DIRECTIONS:
Extract every line of text from the rows below without changing a character, and leave the pictures out of your answer.

(Dataset entries)
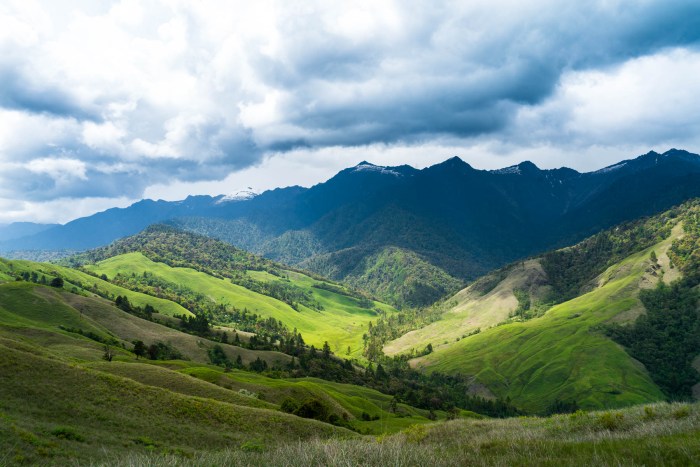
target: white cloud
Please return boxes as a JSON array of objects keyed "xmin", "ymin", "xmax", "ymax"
[
  {"xmin": 25, "ymin": 157, "xmax": 87, "ymax": 184},
  {"xmin": 0, "ymin": 0, "xmax": 700, "ymax": 223}
]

FINAL RESULT:
target: white cloud
Please return boxes as a JSON array of objects keyed "xmin", "ymin", "xmax", "ymax"
[
  {"xmin": 25, "ymin": 157, "xmax": 87, "ymax": 184},
  {"xmin": 0, "ymin": 0, "xmax": 700, "ymax": 223}
]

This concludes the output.